Dataset excerpts:
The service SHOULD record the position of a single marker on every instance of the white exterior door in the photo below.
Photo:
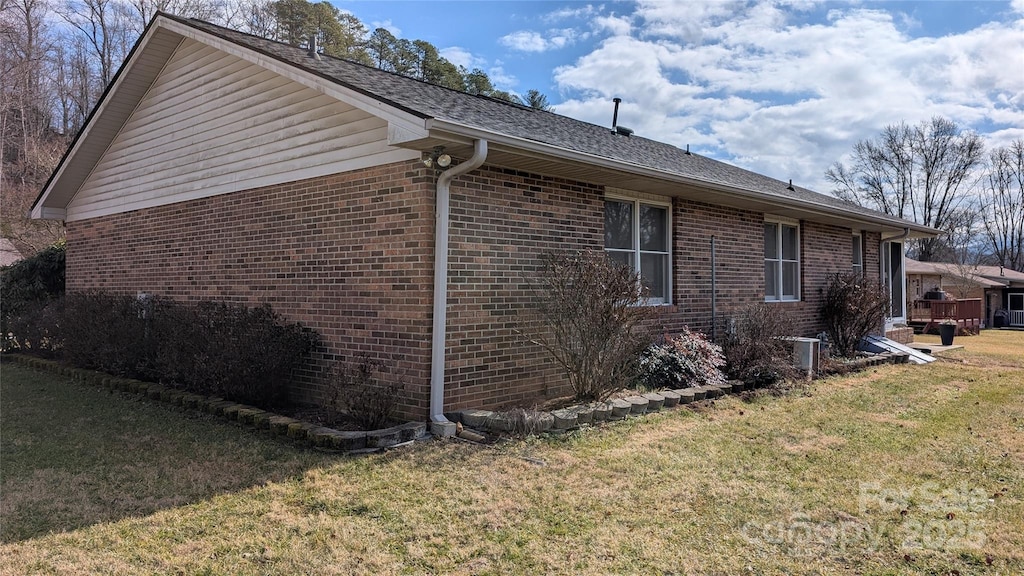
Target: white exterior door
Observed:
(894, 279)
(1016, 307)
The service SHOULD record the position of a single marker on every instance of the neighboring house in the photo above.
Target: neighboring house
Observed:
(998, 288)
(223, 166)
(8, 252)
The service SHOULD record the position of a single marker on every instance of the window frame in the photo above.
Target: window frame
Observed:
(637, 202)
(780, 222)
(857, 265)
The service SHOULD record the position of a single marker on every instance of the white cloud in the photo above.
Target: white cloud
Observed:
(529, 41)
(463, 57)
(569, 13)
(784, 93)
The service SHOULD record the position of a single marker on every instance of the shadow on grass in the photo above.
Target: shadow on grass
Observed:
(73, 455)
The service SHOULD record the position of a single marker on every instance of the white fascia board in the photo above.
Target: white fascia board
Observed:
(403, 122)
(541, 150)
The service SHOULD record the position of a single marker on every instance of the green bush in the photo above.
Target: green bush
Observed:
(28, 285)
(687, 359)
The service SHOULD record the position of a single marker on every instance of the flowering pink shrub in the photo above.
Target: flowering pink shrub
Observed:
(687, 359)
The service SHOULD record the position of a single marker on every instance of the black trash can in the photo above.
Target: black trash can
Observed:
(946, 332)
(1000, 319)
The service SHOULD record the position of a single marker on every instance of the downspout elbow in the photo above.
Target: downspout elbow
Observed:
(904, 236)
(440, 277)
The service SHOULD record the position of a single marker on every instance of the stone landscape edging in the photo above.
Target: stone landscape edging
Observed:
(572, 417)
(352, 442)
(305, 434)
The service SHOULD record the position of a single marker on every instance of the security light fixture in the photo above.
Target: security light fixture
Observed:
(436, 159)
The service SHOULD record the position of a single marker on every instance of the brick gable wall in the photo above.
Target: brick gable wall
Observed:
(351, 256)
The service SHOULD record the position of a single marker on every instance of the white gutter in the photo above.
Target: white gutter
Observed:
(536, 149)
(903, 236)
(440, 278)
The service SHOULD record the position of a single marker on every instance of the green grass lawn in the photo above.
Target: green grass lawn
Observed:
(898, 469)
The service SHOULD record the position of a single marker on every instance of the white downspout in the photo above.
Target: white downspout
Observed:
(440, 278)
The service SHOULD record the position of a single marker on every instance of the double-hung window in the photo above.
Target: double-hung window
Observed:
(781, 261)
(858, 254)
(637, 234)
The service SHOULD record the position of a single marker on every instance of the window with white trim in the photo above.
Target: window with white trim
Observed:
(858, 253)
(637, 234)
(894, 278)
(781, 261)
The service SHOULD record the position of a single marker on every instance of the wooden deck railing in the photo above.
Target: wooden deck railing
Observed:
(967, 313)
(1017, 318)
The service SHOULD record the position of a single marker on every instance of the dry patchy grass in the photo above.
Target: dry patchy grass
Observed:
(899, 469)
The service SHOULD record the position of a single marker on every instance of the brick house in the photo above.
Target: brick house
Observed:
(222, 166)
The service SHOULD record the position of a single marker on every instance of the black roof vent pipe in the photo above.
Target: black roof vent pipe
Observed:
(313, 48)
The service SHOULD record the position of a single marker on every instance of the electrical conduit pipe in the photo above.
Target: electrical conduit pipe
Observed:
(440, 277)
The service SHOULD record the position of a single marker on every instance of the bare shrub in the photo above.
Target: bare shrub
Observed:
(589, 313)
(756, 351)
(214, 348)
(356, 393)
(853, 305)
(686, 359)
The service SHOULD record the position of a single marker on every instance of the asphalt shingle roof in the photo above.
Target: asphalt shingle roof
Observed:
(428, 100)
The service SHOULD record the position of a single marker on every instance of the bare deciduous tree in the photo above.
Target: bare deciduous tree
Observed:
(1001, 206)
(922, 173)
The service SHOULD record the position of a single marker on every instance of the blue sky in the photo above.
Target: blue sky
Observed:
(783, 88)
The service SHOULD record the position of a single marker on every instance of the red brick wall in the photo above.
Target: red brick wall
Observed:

EXERCISE PROMPT:
Your reply should be the lines of the records from the start through the line with "Target: shadow on grass", copied word for word, pictures omitted.

PROBLEM SOLUTION:
The service SHOULD record the position of a single marker on every instance of the white exterior door in the photo below.
Photo:
Target: white exterior door
Observed:
(894, 279)
(1016, 307)
The service SHOULD record the position of a single marker on every instance of the neighboring house in the photo above.
Target: neighboring house
Observed:
(998, 288)
(223, 166)
(8, 252)
The service SHOULD record the position of a single marker on every instance of the window frame in the photo above.
Target: window frame
Observed:
(637, 202)
(780, 222)
(857, 265)
The service SHOULD record the position of a single marker on every instance of the white cloud in the photo above.
Target: white cloud
Observed:
(529, 41)
(463, 57)
(569, 13)
(784, 93)
The service SHOULD record the position of a single marker on every instance of the shadow on grass in the photo above.
Target: shadow on grass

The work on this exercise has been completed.